§ **PROMPT**: How many lines in the material below contain the string "lettering"? Reply with the number alone.

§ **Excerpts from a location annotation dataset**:
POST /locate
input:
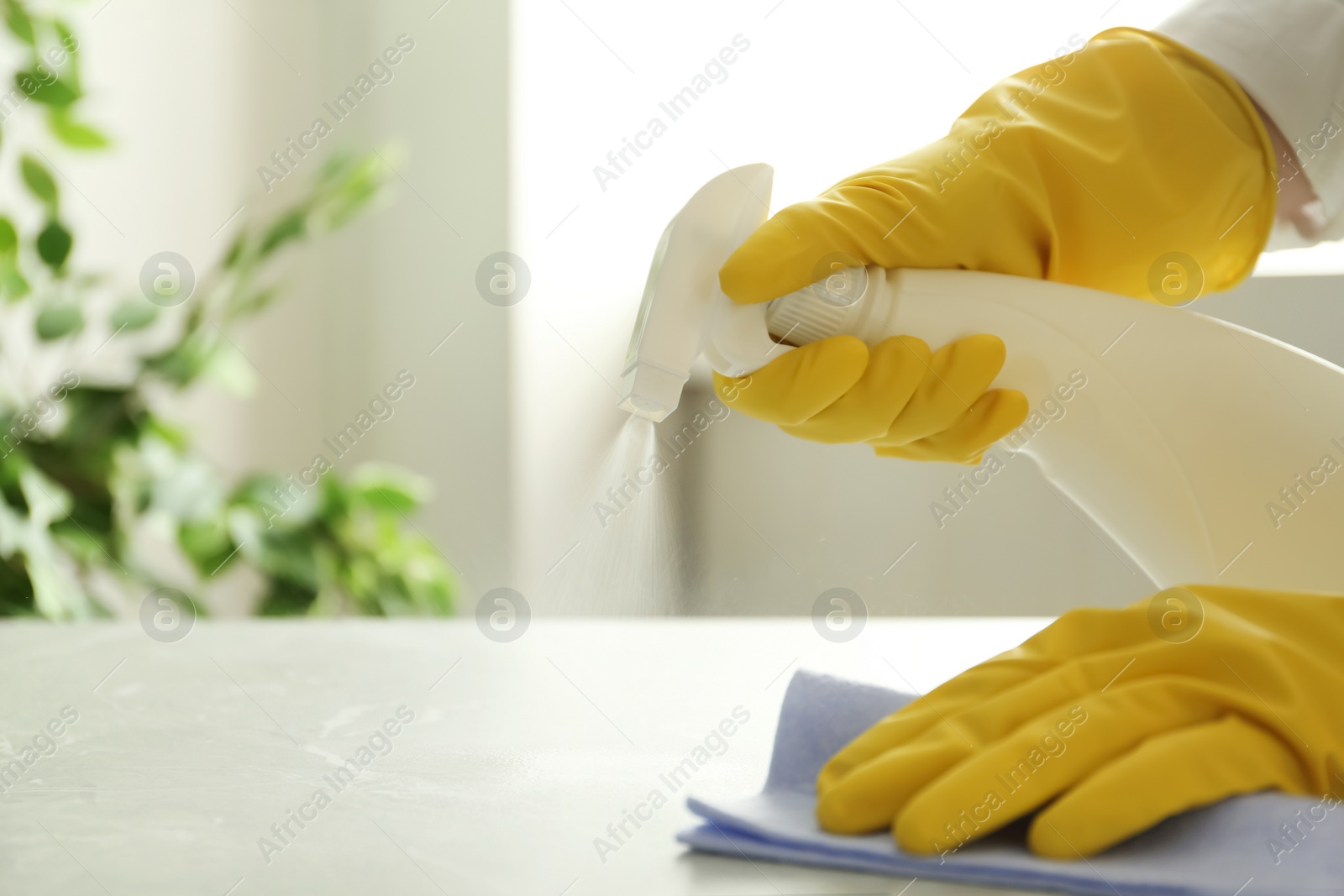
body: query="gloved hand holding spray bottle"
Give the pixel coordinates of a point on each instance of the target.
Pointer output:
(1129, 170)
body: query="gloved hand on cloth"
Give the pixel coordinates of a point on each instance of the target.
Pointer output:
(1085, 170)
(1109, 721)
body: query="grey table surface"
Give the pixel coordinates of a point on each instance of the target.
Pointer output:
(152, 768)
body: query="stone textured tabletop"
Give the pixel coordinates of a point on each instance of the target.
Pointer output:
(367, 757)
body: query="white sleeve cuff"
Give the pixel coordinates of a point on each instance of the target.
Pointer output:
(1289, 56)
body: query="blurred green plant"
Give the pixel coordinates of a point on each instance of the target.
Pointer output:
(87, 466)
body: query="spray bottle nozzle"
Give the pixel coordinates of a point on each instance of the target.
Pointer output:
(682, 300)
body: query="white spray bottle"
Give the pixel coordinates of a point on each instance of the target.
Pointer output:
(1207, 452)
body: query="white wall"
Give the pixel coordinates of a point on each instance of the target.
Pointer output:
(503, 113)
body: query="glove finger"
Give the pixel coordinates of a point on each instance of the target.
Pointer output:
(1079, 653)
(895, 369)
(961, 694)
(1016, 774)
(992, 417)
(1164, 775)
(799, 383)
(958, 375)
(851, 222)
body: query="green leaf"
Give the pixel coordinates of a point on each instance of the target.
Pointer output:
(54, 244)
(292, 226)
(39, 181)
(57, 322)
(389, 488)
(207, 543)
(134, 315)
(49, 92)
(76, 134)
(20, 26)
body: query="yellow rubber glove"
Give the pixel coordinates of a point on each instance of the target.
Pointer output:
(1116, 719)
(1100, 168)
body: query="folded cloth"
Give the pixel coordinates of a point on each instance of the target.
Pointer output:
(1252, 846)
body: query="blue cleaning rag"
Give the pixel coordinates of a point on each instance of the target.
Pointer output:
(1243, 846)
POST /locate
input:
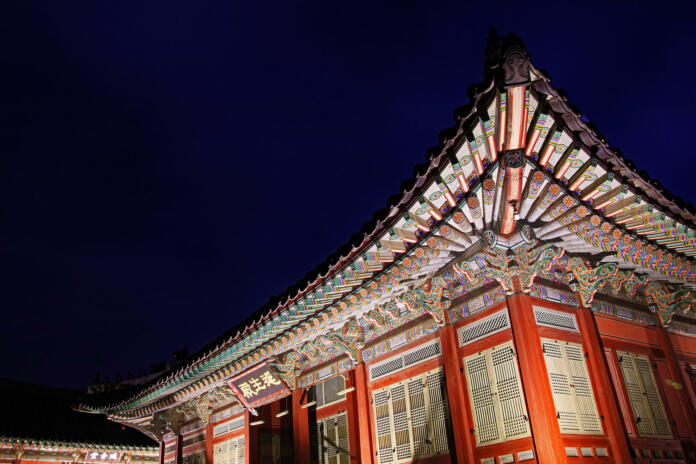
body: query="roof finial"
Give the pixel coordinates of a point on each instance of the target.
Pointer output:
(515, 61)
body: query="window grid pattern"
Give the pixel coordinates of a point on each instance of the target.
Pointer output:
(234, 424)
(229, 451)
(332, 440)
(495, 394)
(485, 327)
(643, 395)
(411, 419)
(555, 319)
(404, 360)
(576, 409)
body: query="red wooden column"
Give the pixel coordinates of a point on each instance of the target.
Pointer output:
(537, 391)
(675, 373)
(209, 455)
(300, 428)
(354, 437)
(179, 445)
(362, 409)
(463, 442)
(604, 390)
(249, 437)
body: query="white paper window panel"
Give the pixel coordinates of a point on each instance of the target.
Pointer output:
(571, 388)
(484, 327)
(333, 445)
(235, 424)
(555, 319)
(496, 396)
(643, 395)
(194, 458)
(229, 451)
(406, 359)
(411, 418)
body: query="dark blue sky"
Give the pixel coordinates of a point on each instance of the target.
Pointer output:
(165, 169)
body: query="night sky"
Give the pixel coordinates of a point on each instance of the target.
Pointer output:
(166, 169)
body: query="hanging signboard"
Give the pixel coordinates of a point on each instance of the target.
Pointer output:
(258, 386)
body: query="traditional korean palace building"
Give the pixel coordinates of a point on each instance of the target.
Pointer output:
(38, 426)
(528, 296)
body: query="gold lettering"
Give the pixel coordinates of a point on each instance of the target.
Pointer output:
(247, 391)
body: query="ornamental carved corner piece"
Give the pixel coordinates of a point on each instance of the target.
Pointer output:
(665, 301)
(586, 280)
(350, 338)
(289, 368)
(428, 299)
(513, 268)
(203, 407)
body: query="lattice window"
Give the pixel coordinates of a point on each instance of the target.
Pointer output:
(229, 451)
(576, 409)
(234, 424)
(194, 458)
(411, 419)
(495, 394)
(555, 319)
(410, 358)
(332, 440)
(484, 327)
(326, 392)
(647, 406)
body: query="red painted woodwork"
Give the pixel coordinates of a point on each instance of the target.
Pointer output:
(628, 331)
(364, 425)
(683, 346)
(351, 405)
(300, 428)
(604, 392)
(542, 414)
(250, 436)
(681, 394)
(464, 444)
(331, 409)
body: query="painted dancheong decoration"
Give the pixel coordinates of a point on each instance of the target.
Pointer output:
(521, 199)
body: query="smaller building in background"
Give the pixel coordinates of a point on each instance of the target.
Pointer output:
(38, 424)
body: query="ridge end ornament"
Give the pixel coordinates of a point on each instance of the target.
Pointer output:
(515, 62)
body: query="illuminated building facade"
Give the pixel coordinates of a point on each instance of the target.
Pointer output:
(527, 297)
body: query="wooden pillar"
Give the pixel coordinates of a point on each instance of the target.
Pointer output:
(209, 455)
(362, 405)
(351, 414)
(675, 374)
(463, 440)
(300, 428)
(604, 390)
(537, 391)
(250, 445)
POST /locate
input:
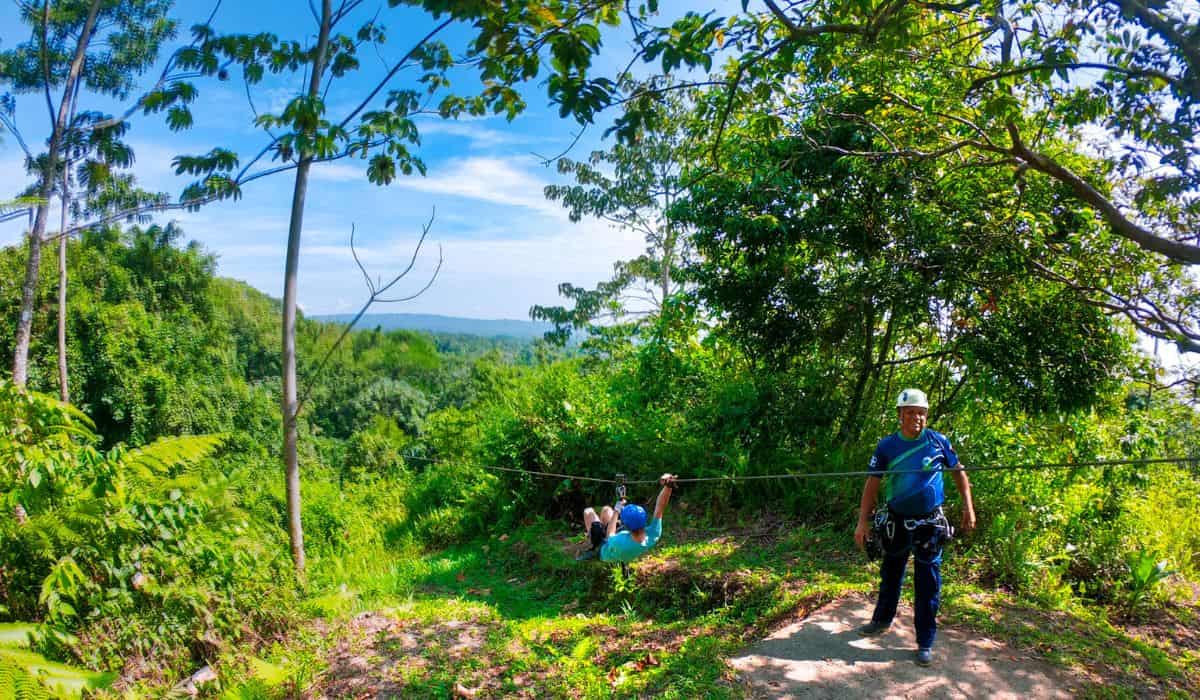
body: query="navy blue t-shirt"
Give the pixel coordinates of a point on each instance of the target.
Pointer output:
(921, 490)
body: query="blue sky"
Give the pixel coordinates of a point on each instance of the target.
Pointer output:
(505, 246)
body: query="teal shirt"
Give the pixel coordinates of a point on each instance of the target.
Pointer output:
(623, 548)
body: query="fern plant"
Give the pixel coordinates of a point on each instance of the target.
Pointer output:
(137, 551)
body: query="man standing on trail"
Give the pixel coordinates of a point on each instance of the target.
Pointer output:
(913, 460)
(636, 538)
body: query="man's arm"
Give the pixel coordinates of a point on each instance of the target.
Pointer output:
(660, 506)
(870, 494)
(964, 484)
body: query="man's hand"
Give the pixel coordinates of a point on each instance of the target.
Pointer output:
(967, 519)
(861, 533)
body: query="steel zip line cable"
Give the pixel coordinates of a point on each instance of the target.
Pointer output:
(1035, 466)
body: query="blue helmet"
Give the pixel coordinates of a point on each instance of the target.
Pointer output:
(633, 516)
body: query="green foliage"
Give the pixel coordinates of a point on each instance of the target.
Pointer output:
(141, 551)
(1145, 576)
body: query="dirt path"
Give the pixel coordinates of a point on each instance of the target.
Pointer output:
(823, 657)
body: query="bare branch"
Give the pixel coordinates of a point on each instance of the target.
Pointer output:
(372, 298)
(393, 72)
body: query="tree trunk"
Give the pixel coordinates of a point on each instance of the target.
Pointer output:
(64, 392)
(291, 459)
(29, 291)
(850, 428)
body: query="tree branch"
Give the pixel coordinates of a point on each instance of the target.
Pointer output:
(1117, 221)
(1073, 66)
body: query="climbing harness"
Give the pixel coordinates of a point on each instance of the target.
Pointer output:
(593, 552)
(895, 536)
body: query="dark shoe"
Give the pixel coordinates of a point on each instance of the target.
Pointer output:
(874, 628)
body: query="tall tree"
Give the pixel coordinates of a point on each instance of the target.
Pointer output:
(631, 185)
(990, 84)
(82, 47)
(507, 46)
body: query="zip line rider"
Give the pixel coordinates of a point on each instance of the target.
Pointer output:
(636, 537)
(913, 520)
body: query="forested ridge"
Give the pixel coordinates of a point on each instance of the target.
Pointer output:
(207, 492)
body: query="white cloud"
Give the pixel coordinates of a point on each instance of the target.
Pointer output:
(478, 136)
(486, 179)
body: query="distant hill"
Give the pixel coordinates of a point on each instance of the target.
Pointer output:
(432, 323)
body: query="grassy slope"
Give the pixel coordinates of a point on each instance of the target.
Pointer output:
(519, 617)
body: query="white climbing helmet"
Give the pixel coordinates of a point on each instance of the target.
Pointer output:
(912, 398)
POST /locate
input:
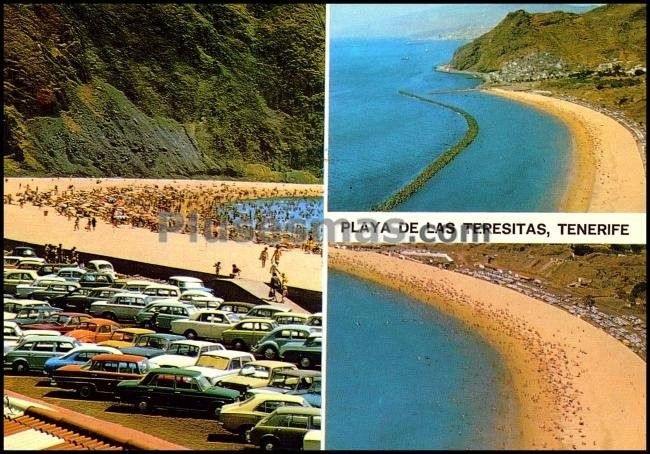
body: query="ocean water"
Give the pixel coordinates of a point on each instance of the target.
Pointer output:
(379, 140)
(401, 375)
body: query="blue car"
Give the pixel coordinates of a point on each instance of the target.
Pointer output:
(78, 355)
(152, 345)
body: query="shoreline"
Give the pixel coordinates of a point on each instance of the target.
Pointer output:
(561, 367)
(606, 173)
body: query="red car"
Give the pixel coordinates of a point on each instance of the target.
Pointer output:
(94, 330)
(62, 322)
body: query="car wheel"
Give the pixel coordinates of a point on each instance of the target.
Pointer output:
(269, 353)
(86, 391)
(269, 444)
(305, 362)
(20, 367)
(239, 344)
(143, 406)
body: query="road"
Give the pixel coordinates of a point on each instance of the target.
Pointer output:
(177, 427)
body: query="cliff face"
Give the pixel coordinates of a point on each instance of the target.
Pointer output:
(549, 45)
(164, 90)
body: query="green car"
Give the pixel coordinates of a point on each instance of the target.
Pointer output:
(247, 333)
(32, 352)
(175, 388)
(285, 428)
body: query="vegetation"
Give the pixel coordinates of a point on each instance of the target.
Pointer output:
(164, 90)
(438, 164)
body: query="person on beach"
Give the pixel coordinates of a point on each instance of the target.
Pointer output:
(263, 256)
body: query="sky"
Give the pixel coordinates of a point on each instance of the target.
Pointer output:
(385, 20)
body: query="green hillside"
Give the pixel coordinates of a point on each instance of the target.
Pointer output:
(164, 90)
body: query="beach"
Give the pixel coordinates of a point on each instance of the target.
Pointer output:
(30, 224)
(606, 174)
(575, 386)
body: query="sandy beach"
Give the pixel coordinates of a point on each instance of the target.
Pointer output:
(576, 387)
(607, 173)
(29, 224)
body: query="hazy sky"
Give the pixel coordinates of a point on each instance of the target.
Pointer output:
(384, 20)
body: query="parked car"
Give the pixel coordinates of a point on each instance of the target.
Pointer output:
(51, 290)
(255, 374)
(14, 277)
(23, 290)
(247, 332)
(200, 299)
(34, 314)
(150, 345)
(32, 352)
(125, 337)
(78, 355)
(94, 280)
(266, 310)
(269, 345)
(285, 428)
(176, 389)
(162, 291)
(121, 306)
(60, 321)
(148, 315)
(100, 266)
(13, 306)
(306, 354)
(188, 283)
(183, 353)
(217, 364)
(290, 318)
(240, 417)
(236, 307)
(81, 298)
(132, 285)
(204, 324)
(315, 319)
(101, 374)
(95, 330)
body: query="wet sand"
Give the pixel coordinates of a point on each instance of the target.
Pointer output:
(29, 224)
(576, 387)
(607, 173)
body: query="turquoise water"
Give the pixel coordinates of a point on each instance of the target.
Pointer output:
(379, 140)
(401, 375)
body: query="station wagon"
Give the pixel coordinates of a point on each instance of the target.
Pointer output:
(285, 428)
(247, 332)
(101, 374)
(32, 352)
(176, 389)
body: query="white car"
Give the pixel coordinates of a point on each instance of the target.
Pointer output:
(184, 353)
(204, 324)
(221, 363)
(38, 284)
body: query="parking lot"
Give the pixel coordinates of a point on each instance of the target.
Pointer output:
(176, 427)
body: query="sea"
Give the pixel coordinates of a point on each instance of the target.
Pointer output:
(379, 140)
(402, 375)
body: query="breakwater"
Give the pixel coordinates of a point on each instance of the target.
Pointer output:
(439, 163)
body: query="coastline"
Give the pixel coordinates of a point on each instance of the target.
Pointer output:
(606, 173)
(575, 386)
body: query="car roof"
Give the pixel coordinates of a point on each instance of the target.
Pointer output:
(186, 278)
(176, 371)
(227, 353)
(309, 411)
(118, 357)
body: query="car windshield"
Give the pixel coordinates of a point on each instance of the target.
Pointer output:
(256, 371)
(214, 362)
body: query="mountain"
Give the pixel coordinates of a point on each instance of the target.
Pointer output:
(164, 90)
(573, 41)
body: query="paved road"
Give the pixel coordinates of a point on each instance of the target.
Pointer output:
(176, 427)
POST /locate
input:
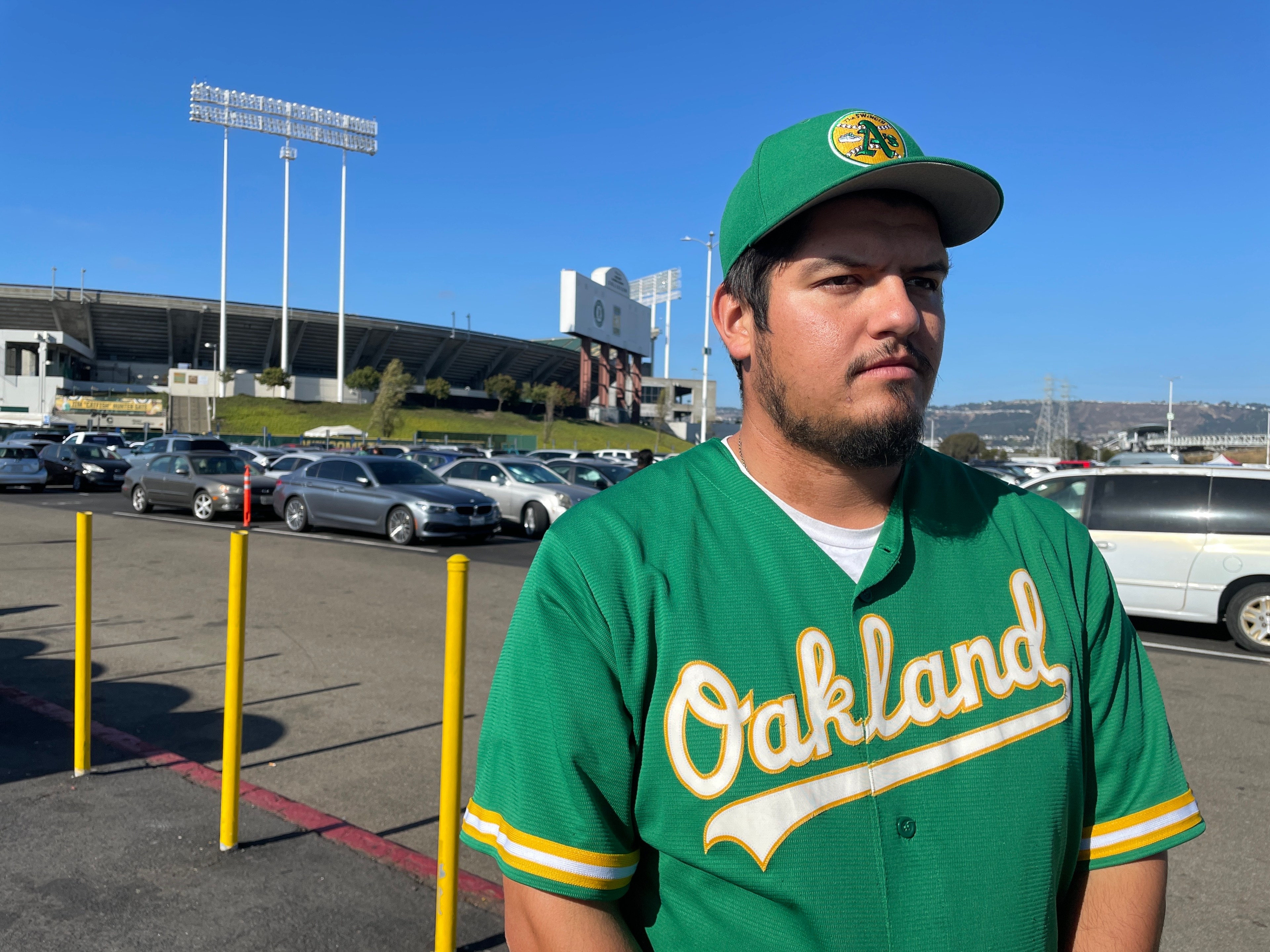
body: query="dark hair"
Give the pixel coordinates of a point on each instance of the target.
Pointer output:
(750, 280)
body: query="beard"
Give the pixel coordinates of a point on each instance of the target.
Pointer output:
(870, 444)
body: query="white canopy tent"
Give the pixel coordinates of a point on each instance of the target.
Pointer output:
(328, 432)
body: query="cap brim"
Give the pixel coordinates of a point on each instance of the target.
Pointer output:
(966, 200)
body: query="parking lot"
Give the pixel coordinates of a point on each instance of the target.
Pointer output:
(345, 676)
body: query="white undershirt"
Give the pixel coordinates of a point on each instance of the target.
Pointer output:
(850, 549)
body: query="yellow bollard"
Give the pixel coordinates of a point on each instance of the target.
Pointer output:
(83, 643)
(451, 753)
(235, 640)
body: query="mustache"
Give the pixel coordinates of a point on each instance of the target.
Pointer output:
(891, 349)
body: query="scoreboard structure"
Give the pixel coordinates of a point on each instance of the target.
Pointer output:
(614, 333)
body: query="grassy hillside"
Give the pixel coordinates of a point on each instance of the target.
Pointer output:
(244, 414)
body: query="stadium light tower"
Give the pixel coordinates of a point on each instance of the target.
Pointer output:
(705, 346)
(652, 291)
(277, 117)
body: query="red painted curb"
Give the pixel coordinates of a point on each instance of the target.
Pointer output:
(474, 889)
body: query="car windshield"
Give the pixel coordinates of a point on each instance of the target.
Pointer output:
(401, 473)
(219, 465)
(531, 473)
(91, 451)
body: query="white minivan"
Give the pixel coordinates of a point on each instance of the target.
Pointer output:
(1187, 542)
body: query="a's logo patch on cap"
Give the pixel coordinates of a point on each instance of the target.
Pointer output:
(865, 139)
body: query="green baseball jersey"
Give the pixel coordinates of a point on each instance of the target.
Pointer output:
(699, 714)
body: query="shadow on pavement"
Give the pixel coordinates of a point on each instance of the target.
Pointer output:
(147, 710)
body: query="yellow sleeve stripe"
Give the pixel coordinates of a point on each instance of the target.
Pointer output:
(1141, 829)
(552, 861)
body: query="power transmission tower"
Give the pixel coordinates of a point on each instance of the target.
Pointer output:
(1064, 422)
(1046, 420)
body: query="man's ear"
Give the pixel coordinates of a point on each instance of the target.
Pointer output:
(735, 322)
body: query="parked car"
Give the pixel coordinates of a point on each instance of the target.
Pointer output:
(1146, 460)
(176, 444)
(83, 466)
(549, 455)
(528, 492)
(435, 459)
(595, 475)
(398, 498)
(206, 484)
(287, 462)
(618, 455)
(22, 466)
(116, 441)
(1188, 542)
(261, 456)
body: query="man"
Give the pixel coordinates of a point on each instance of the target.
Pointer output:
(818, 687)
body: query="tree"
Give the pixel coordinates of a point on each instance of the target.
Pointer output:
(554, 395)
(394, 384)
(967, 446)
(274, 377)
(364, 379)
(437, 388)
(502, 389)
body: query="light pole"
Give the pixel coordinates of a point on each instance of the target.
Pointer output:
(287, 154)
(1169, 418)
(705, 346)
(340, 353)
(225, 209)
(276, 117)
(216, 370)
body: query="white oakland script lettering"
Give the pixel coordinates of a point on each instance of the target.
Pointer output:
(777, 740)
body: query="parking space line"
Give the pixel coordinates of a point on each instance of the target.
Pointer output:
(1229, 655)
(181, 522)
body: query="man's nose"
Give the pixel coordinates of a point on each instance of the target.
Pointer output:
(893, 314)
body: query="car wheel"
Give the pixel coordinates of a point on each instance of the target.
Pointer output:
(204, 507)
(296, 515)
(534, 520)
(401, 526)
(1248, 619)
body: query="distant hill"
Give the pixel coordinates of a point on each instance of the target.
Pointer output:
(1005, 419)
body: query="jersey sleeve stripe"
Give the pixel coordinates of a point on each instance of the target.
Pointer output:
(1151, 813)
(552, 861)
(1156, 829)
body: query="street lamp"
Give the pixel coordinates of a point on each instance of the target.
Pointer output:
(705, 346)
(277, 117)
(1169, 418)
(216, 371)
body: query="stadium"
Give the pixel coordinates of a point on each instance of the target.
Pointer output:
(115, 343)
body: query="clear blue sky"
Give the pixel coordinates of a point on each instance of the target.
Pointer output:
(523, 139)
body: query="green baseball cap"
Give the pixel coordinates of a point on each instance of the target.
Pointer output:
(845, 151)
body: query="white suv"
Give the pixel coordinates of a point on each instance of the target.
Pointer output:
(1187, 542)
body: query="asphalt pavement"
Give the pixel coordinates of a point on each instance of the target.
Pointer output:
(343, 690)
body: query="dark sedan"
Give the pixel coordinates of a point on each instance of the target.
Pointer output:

§ **CORRECT OUTPUT**: 2